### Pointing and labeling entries

★ ★ ★ ★

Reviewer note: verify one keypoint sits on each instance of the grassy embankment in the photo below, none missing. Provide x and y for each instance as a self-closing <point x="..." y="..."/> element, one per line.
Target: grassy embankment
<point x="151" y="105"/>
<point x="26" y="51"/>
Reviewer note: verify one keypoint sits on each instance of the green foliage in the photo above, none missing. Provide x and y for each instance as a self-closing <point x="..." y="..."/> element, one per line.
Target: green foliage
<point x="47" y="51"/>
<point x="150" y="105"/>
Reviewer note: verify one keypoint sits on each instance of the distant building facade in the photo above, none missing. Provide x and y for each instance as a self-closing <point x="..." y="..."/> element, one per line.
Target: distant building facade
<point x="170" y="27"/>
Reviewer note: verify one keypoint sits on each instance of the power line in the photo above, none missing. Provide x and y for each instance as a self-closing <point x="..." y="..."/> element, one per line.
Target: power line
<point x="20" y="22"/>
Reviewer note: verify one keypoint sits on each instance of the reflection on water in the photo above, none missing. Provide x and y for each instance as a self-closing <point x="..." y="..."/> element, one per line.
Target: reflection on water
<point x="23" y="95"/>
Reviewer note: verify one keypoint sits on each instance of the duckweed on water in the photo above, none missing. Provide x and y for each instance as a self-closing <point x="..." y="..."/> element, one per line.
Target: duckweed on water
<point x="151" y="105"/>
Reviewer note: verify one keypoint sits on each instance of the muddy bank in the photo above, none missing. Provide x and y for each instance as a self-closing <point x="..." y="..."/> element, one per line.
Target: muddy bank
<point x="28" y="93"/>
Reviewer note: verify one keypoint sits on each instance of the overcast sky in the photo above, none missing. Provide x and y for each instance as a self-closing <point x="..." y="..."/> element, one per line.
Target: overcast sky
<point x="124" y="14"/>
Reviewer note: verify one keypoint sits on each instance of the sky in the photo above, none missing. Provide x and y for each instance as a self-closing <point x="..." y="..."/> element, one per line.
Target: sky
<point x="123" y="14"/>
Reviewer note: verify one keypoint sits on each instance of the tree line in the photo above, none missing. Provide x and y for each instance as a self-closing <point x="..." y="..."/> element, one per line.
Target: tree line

★ ★ ★ ★

### What is being asked
Rewrite all of the lines above with each "Reviewer note" replaced by "Annotator note" and everything else left unchanged.

### Expected output
Annotator note: verify one keypoint sits on each instance of the grassy embankment in the photo below, none missing. Provide x and y for each instance as a self-closing <point x="..." y="..."/> element, one per line.
Target: grassy embankment
<point x="151" y="105"/>
<point x="26" y="51"/>
Annotator note: verify one keypoint sits on each instance of the green foliage in the photo above, none missing. Provide x and y for each instance as a self-closing <point x="..." y="..."/> element, one per line.
Target: green foliage
<point x="47" y="51"/>
<point x="150" y="105"/>
Annotator note: verify one keypoint sits on each instance of the distant building facade in the photo above, none missing. Provide x and y for each instance as a self-closing <point x="..." y="..."/> element, one per line.
Target: distant building facade
<point x="170" y="27"/>
Annotator note: verify one keypoint sits on each instance of the power line in the photo above, none missing. Provide x and y for each instance as a self-closing <point x="..." y="..."/> element, one per line.
Target: power line
<point x="20" y="22"/>
Annotator note: verify one keypoint sits on each instance of the reflection on water in the photo above, none missing. Provide x and y for each instance as a self-closing <point x="..." y="..."/> element, one per line.
Target: reflection on water
<point x="23" y="95"/>
Annotator note: verify one keypoint sits on each instance of the duckweed on water in the photo above, none missing. Provide x and y for each instance as a self-closing <point x="..." y="..."/> element, one per line.
Target: duckweed on water
<point x="151" y="105"/>
Annotator note: verify one keypoint sits on each instance of the muddy bank in the photo above, none missing. Provide x and y for each instance as a self-closing <point x="..." y="..."/> element, one per line.
Target: muddy bank
<point x="28" y="93"/>
Annotator note: verify one keypoint sits on each instance of the overcast sky in the photo above, none missing. Provide x and y for each instance as a self-closing <point x="..." y="..."/> element, one per line.
Target: overcast sky
<point x="124" y="14"/>
Annotator note: verify one keypoint sits on each instance of the sky in the photo above, none missing. Provide x and y for each instance as a self-closing <point x="..." y="..."/> element, one per line.
Target: sky
<point x="123" y="14"/>
Annotator note: verify one keypoint sits on each instance of the tree line in the photo above, none missing. Provide x and y for each instance as a self-closing <point x="..." y="..."/> element, one per line.
Target: tree line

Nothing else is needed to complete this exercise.